Published:Wednesday | January 20, 2021 | 12:10 AMCecelia Campbell-Livingston/Gleaner Writer
Jamaican nurse, Kashina McLean.
Jamaican nurse, Kashina McLean.

Jamaican Nurse Kashina McLean has been giving it her all, even to the point of risking her own life in the fight against the dreaded COVID-19 virus.

After working in the Jamaican healthcare system for almost nine years, McLean, in 2018, migrated to the United States in search of a better life.

With the advent of the COVID-19 pandemic in 2020, she confessed to facing what seemed like insurmountable challenges on the job, one of which was the exposure she faced when interacting with patients, most of whom were not routinely tested for the virus. She said inconsistencies in the information that was being transmitted about the virus and what precautionary measures should be taken to mitigate against it, as well as critically low staffing levels, are also some of the things she navigated at the hospital where she works in Pennsylvania.

“It is a very scary time to be a nurse. This pandemic has caused some amount of increased anxiety and stress to all front-line workers,” she shared with The Gleaner.

It does not help, however, that the staff are expected to reuse certain PPE such as N-95 for days at a time, and have them sterilised and used again.

“In addition, patients who present with atypical symptoms or none at all, are not tested for COVID-19, but sometimes prove to be positive days later after nurses and other staff have been exposed to them,” she pointed out.

However, McLean’s biggest fear came when after all the precautions she took, she contracted the virus and unknowingly infected her family.

“The worst part for me was taking the virus home to my family and not being aware I had it until my husband, who is asthmatic, became very sick and almost lost his life,” she recalled.

Now, she practises extra vigilance in protecting herself and her loved ones.

Decontaminating Ritual

McLean said she ensures that she practises very rigid precautionary measures while at work, and maintains a routine decontaminating ritual before going home, as, she said, prevention still is the best cure.

Caring for COVID-19 patients has been taking its toll on her, and she said she has seen many heart rending things while on the job.

## What is being asked
For the article about nurse Kashina McLean, decide whether each statement agrees with it, answering yes or no and quoting the deciding words: (a) McLean worked in the Jamaican healthcare system for almost nine years before moving to the United States; (b) staff at her hospital get a fresh N-95 mask every day; (c) her husband stayed well after she caught the virus.

## Excerpts from a dataset
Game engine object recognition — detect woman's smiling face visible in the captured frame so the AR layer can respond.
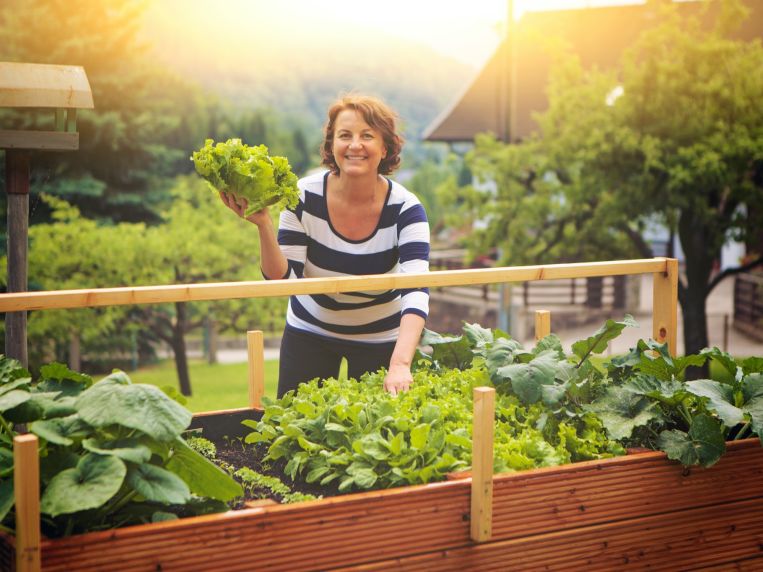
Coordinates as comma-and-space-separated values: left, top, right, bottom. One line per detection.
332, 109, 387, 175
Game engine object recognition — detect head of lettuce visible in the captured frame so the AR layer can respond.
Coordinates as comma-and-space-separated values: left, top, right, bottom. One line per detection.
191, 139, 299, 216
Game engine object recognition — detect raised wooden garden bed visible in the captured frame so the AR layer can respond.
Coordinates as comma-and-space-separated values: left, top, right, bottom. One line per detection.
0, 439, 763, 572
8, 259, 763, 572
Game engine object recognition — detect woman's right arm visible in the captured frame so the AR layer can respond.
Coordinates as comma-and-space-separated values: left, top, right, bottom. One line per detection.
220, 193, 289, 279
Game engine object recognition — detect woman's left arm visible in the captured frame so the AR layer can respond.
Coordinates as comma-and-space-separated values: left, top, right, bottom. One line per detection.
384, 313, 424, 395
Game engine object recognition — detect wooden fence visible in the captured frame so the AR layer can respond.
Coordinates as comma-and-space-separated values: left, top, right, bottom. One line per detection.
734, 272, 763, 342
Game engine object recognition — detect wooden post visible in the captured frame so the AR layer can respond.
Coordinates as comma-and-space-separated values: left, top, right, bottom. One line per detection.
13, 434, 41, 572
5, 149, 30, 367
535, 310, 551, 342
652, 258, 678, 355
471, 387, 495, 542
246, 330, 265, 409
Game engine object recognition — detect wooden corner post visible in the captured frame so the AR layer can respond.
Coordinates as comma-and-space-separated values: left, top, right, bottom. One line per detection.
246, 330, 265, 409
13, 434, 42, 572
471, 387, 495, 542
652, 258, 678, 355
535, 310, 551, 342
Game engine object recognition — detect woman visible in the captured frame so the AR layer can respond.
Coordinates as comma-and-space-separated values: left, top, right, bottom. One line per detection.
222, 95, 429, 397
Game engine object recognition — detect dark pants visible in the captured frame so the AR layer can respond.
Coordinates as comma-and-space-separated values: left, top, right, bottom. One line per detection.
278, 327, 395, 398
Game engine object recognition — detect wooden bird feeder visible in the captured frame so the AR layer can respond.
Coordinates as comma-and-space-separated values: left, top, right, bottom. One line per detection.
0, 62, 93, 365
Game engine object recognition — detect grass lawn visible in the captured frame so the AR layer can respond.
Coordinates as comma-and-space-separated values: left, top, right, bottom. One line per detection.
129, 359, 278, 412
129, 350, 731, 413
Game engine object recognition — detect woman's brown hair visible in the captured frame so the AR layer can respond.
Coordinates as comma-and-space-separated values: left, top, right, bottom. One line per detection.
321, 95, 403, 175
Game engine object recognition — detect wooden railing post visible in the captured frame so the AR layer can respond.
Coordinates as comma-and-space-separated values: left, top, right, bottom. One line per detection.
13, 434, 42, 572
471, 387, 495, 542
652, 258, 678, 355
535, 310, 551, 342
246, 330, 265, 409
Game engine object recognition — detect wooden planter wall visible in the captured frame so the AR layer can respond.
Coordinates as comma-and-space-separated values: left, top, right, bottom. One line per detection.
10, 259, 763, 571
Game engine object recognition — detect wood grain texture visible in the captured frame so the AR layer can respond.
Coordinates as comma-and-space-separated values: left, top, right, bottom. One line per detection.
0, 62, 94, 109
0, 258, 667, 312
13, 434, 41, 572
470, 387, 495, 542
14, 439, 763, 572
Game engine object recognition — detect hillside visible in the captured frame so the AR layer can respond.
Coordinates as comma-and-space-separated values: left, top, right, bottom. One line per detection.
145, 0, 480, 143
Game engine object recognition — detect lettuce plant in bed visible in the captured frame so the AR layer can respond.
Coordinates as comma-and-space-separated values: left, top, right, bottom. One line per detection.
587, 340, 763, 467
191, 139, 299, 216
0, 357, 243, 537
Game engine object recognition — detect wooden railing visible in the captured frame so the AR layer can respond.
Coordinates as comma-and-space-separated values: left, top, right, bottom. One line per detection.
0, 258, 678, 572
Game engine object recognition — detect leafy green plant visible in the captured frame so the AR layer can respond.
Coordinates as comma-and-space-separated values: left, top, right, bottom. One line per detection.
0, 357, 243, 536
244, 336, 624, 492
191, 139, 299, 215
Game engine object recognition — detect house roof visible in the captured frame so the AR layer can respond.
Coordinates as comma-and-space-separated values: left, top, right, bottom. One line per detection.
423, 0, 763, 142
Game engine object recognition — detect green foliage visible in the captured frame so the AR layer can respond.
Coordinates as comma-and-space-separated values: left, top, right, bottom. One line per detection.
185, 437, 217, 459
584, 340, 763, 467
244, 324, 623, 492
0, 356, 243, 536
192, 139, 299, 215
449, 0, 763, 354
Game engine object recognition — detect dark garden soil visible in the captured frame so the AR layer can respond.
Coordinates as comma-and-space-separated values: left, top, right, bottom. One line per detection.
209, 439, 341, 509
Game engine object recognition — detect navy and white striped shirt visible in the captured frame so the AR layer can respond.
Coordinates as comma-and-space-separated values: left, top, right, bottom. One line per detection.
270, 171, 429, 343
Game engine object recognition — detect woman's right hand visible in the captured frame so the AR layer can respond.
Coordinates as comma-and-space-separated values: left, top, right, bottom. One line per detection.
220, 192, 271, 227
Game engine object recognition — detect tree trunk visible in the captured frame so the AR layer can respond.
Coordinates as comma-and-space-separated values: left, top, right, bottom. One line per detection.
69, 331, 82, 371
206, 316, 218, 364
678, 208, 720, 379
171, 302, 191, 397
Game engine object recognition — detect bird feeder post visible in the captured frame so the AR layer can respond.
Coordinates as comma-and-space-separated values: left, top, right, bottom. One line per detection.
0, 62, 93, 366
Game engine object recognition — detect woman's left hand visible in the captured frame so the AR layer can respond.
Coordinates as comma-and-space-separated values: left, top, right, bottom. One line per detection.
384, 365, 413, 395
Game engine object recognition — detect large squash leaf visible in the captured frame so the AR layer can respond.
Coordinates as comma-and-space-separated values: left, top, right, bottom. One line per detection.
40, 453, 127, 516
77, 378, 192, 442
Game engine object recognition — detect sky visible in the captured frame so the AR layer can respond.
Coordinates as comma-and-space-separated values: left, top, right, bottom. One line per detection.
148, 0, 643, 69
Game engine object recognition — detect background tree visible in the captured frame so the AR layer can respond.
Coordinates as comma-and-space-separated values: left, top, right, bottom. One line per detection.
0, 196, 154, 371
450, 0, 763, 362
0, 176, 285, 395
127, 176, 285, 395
--
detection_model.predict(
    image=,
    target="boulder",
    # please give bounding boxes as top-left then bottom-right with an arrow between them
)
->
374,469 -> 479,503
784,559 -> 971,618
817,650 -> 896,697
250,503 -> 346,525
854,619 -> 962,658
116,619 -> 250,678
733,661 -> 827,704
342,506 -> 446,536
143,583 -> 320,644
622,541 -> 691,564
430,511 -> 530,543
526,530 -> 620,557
--
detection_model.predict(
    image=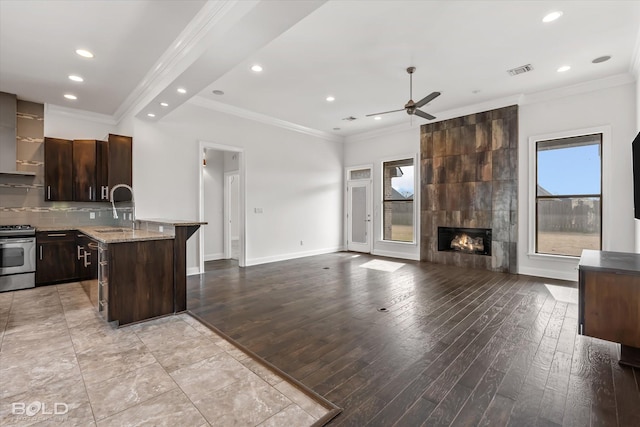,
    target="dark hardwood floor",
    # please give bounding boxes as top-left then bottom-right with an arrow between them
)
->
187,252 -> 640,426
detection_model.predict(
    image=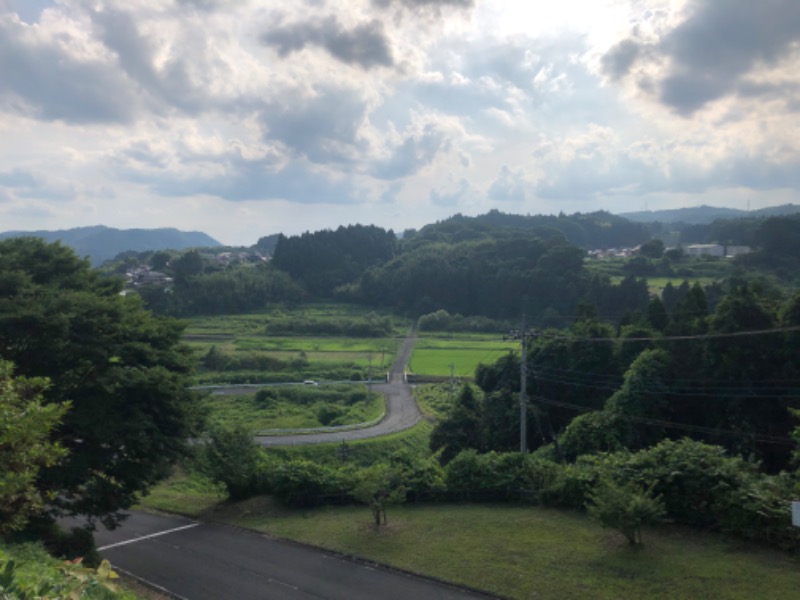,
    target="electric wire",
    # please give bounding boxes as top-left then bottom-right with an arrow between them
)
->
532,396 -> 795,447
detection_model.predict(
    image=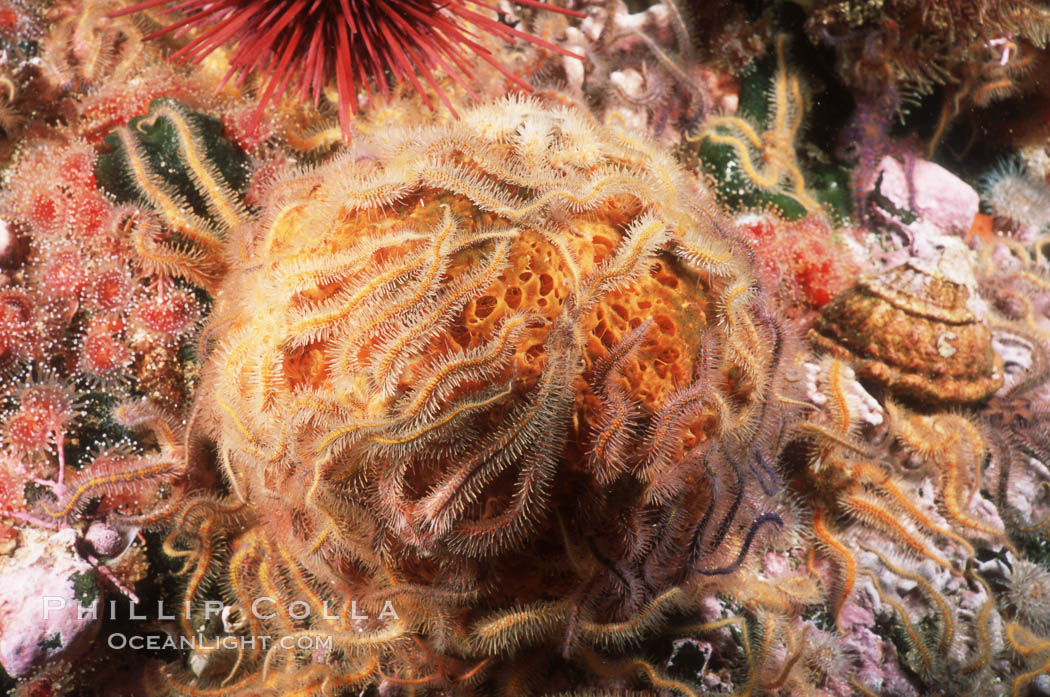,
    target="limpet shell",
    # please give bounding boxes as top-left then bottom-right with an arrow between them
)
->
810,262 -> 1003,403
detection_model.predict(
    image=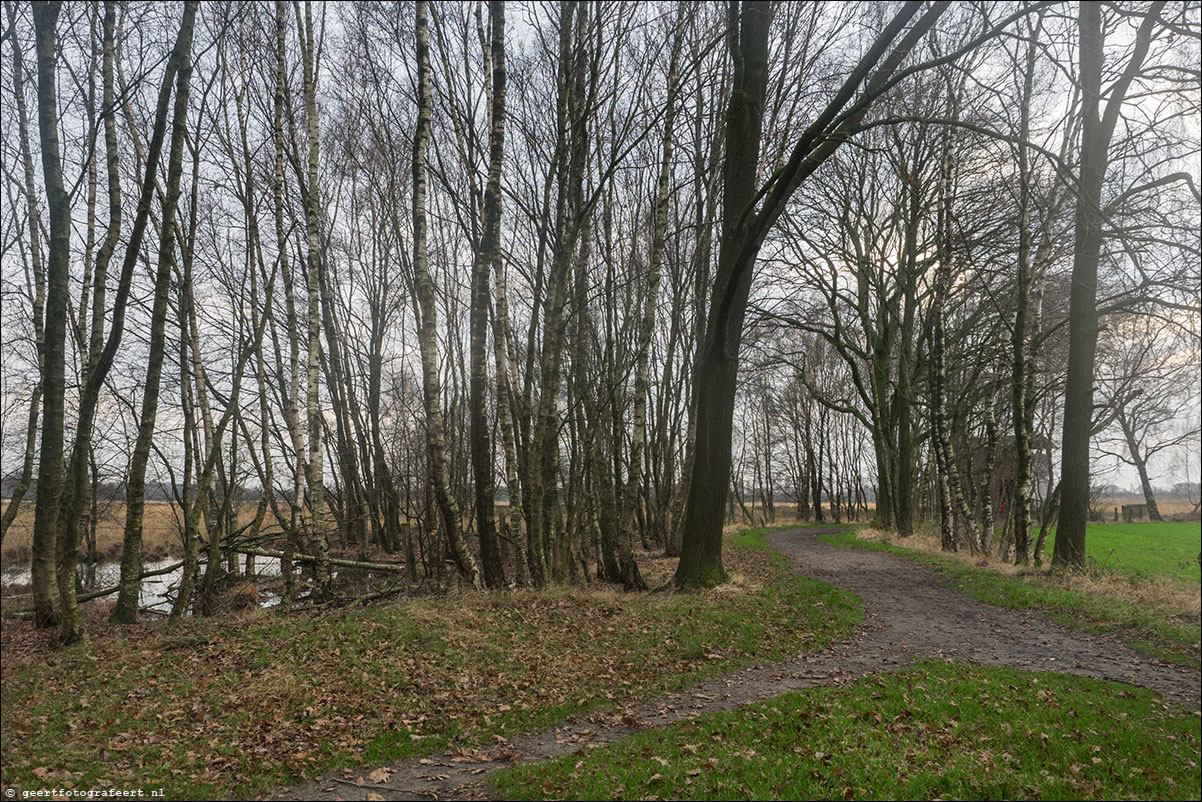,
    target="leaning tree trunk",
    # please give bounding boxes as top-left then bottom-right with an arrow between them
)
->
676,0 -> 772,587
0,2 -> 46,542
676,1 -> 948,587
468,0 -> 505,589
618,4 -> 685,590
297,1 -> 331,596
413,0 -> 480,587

## Your response
(a) Yes: "After working in the Jamaican healthcare system for almost nine years, McLean, in 2018, migrated to the United States"
(b) No: "the staff are expected to reuse certain PPE such as N-95 for days at a time"
(c) No: "my husband, who is asthmatic, became very sick and almost lost his life"